■ **Set problem**
Set out every line of the records below as a numbered list, skipping any blank lines and leaving out the pictures.

(Object position labeling records)
begin
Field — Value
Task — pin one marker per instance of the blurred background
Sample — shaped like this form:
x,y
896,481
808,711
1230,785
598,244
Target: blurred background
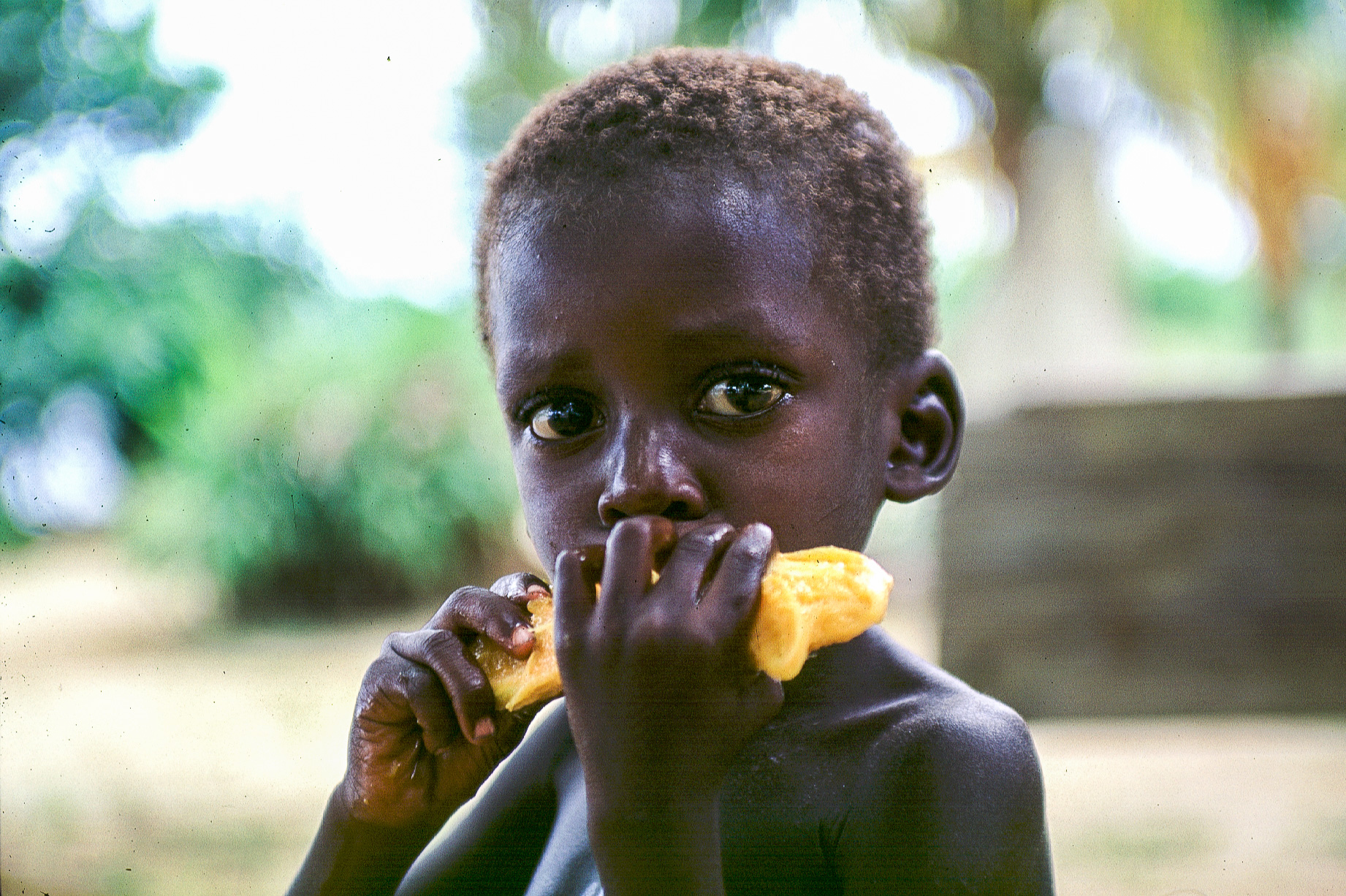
end
■ **Output**
1. Field — Value
2. Task — pin one marker per instance of the blurred background
3. Sample — shaped like this form:
4. x,y
5. 896,481
6. 808,711
7. 1230,785
8. 598,244
9. Target: blurred background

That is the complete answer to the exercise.